ROWS:
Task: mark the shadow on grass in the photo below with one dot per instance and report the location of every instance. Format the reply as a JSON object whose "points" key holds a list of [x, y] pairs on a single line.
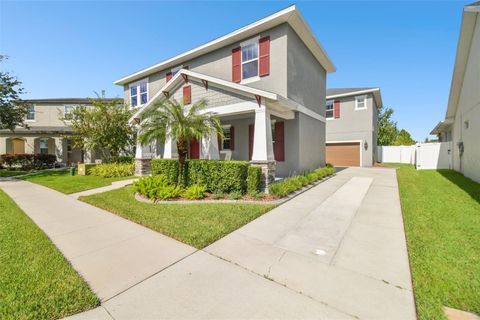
{"points": [[466, 184]]}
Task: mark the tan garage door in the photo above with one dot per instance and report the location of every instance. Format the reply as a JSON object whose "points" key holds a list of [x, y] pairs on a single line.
{"points": [[343, 154]]}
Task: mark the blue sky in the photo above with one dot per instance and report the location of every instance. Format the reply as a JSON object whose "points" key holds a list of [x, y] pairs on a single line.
{"points": [[71, 49]]}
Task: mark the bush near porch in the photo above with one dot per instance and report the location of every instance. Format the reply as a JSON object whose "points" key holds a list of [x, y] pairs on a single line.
{"points": [[215, 175]]}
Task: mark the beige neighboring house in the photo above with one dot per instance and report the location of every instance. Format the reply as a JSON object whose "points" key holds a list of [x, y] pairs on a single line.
{"points": [[351, 130], [461, 126], [266, 82], [46, 131]]}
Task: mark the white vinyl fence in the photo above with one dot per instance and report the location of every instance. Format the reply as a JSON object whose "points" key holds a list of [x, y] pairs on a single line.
{"points": [[437, 155]]}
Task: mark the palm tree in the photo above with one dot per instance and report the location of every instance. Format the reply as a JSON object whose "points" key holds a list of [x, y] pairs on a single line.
{"points": [[174, 120]]}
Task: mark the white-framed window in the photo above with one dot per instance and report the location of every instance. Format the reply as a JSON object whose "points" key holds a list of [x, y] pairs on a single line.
{"points": [[68, 110], [360, 102], [43, 146], [329, 110], [30, 115], [250, 59], [139, 93], [226, 138]]}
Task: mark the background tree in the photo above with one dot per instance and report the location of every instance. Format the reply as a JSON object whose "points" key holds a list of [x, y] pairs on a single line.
{"points": [[12, 108], [184, 126], [103, 126], [387, 128], [404, 139]]}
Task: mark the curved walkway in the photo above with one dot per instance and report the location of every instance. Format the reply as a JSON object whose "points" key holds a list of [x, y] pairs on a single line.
{"points": [[336, 251]]}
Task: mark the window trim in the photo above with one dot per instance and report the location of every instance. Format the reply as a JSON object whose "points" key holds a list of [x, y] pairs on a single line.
{"points": [[364, 96], [139, 94], [254, 40], [34, 106], [333, 110]]}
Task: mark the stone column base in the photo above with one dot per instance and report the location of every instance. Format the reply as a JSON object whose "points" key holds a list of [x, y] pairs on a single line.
{"points": [[143, 167], [268, 172]]}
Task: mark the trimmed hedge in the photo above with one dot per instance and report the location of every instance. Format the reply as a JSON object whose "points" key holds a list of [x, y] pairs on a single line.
{"points": [[254, 180], [289, 185], [215, 175], [113, 170], [29, 161]]}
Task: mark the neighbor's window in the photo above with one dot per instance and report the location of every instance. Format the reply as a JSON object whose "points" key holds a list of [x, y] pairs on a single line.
{"points": [[30, 116], [360, 102], [329, 110], [68, 112], [43, 146], [250, 59], [226, 138], [139, 93]]}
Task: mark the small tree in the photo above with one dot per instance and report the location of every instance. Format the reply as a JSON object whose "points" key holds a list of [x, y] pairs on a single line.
{"points": [[102, 126], [404, 139], [12, 108], [172, 119], [387, 128]]}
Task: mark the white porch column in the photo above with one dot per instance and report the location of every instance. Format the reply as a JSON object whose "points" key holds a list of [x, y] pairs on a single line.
{"points": [[3, 145], [60, 150], [30, 144], [262, 138], [209, 147]]}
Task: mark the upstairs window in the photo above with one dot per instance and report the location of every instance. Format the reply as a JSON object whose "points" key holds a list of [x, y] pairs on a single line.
{"points": [[360, 102], [139, 93], [329, 110], [68, 112], [30, 115], [250, 59]]}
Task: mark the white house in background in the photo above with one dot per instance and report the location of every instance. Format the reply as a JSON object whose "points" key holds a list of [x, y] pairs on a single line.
{"points": [[462, 120], [266, 81], [351, 130]]}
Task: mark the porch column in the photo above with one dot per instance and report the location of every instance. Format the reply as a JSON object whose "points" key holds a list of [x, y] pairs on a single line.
{"points": [[61, 149], [262, 154], [30, 144], [209, 147], [3, 145], [142, 164]]}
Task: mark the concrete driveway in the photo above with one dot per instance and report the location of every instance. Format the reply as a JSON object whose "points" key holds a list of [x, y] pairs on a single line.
{"points": [[335, 252]]}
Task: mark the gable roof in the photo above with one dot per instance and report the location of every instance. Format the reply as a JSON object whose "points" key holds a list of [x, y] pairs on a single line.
{"points": [[346, 92], [290, 15], [212, 82]]}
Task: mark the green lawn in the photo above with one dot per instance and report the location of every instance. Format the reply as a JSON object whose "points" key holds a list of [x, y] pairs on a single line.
{"points": [[63, 182], [441, 211], [195, 224], [36, 282]]}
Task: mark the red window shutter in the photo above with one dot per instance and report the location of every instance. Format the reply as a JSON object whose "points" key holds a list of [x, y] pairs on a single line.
{"points": [[195, 149], [279, 150], [264, 56], [251, 131], [236, 65], [187, 94], [336, 109], [232, 138]]}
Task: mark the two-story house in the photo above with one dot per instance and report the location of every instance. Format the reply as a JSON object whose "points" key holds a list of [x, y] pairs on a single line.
{"points": [[351, 130], [266, 82], [47, 121]]}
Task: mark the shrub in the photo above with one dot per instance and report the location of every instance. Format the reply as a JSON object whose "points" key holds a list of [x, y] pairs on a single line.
{"points": [[254, 179], [195, 192], [156, 187], [289, 185], [113, 170], [215, 175], [118, 159]]}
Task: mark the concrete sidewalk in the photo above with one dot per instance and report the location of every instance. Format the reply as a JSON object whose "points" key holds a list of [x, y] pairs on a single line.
{"points": [[111, 253]]}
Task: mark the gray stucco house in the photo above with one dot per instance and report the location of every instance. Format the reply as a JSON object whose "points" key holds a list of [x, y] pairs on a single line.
{"points": [[266, 81], [351, 129], [461, 126]]}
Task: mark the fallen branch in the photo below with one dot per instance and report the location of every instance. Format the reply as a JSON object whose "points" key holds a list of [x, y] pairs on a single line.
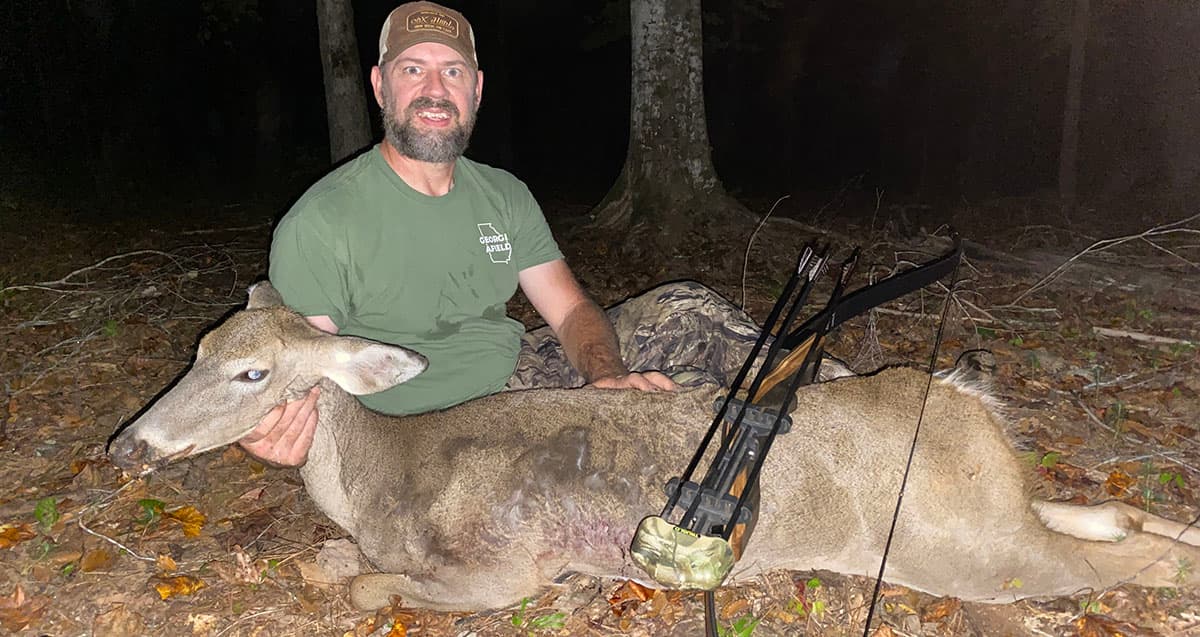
{"points": [[1143, 337], [1104, 244]]}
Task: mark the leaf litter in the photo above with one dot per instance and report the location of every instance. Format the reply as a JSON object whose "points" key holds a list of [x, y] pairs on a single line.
{"points": [[1101, 416]]}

PROMPT:
Reproduce the whole listing exactly, but not the images in it.

PROBLEM SOLUTION:
Task: mark the shadow on grass in the photo below with one dot per instance and report the location of every instance. Format the reply as a JSON object whose "points" key holds a list of [x, y] pairs on a single line.
{"points": [[466, 184]]}
Task: mark the tan garage door in the photo above with one dot per instance and report the location of every instance. Format the reply as a JSON object whose "points" key holds a list of [x, y] pairs on a single line.
{"points": [[343, 154]]}
Task: mark the blue sky in the photo above with one dot per instance and report the location of every instance. Format the reply as a JSON object whose "points" key holds a list of [x, y] pairs on a single line.
{"points": [[71, 49]]}
Task: mark the bush near porch in the photo above with one dot per instance and report the location of every instance. Format the reply as a JSON object whose "points" key holds a list of [x, y] pairs on a single line.
{"points": [[215, 175]]}
Task: mark the beige neighboring house in the photo above with one dot per instance and report the location of every instance. Format the reply as a JSON object whose "points" key holds a list of [x, y] pairs on a single line.
{"points": [[351, 130], [461, 126], [266, 82], [46, 131]]}
Task: mark the white vinyl fence in the photo above with one dot per instance and report the location of every instance. Format the reply as a JSON object whose "points" key holds a list of [x, y] pairs on a single line.
{"points": [[437, 155]]}
Task: mark the palm tree in the photo above with one dot per instance and report the location of every instance. Format the reply as a JSON object whose "points" key holds a list of [x, y] pairs on a single line.
{"points": [[174, 120]]}
Task: mark the white-framed window in the photo above with one dot per instance and report the location of every instance. Format the reply as a JSON object whose "points" key holds a list of [x, y] pairs on a single line.
{"points": [[68, 110], [360, 102], [43, 146], [329, 110], [30, 115], [250, 59], [139, 93], [226, 138]]}
Task: mark the background tree in the photo above with one dot per instance and report the location of every instance. Format the reply as a JSON object whose "points" key holds a list of [x, y] pairs on a single line.
{"points": [[12, 108], [184, 126], [103, 126], [387, 128], [404, 139]]}
Task: mark the curved walkway in the photo above with one dot per instance and report the location of every instance. Format the reply as a JSON object whose "points" key holds a list of [x, y] pairs on a single line.
{"points": [[336, 251]]}
Task: mark the window trim in the photo above with one dot per instance and report the location of every instance. Format the reply as a JSON object whose "points" key holds a list of [x, y] pairs on a single line.
{"points": [[364, 96], [139, 94], [254, 40], [34, 106], [333, 110]]}
Task: mark the stone column base in the photo above with one dot per instance and report the location of every instance. Format the reply as a JSON object whose "points" key holds a list of [x, y] pairs on a single line.
{"points": [[143, 167], [268, 172]]}
Task: mark the trimmed hedge in the photo above with one dot per instance and report the location of every instance. Format the reply as a JSON object whose "points" key holds a list of [x, y] pairs on a single line.
{"points": [[254, 180], [289, 185], [215, 175], [113, 170], [29, 161]]}
Task: mark the neighbor's window in the photo above with one dot per instance and report the location of every instance. Format the reply as a JSON object whose "points" key holds a list of [x, y] pairs on a single line.
{"points": [[30, 116], [360, 102], [329, 110], [68, 112], [43, 146], [250, 59], [226, 138], [139, 93]]}
Task: mark the small tree in the photo above with one dot per instance and report the location of every instance. Format the reply as a JSON object whose "points" key holds a list of [x, y] pairs on a single line.
{"points": [[102, 126], [404, 139], [12, 108], [172, 119], [387, 128]]}
Task: mark the white porch column in the photo above with one dot per instance and report the location of every instance. Format the reply as a JSON object whose "points" key holds a list of [x, y] pairs on a single line.
{"points": [[3, 145], [60, 150], [30, 144], [262, 138], [209, 147]]}
Task: mark the upstairs window in the photo above with one dot per instance and report the location of every instance. Format the reply as a JSON object whose "points" key holds a list of [x, y] pairs on a single line.
{"points": [[360, 102], [139, 93], [329, 110], [68, 112], [30, 115], [250, 59]]}
Task: mark the white house in background in the photo above with one dot per instance and report the location of every instance. Format the reply as a JSON object whose "points" key holds a list of [x, y] pairs on a single line.
{"points": [[462, 120], [266, 81], [351, 130]]}
Task: mark the porch column in the photo above with one dot per instance and report the location of every instance. Format the reply as a JSON object whose "points" key holds a list of [x, y] pairs on a single line.
{"points": [[61, 149], [262, 154], [30, 144], [209, 147], [3, 145], [142, 164]]}
Task: mark the concrete driveway in the photo above with one dot per instance and report the location of every instance. Format the reply as a JSON object whose "points" key holds a list of [x, y] pairs on a single line.
{"points": [[335, 252]]}
Task: mark the gable roof in the photo above with one dot per instance and report the location of every instance. Format the reply as a JSON object whose "points" key holds a list of [x, y] pairs on a single line.
{"points": [[346, 92], [290, 15], [212, 82]]}
Task: mark the green lawn in the photo above with one dot per instance and report the location of every instance. Format the reply as a JSON object whose "points" key holds a list of [x, y] pairs on a single line.
{"points": [[63, 182], [441, 211], [195, 224], [36, 282]]}
Task: mark the red window shutter in the photo above with one dot per instance and report the location of every instance. Format the reply as a JSON object whose "points" key holds a list of [x, y] pairs on a single line.
{"points": [[195, 149], [279, 150], [264, 56], [251, 131], [236, 65], [187, 94], [336, 109], [232, 138]]}
Task: mark the two-story house in the photo above with one dot per instance and report the location of every instance. Format the reply as a JSON object whose "points" key holds a list of [x, y] pairs on a single line.
{"points": [[351, 130], [266, 82], [47, 121]]}
Task: mark the shrub in the photo above with one dot per instance and report the location of every instance. Format the reply as a JSON object whose "points" key holds a list of [x, y] pairs on a single line.
{"points": [[254, 179], [195, 192], [156, 187], [289, 185], [113, 170], [215, 175], [118, 159]]}
Task: mark the concrete sidewalk in the photo above with one dot per instance and report the location of every instance. Format the reply as a JSON object whose "points" key holds a list of [x, y] pairs on a single line.
{"points": [[111, 253]]}
Task: mark the gray stucco house in the photo above with one dot per instance and report the location of every instance. Format the reply as a JSON object whose "points" key holds a list of [x, y] pairs on a single line.
{"points": [[266, 81], [351, 129], [461, 126]]}
Task: mark the fallen branch in the photo below with one dot per instance and report the location of every instance. Format the reply as a JSON object whose "points" key holds a list of [x, y] pairs on a single line.
{"points": [[1143, 337], [1104, 244]]}
Task: mark the leaf litter in the photo above with one dot per instance and report the location of every instance. Format the reply as a JSON object whose "points" key holds a list of [x, y] pairs on a single line.
{"points": [[1101, 416]]}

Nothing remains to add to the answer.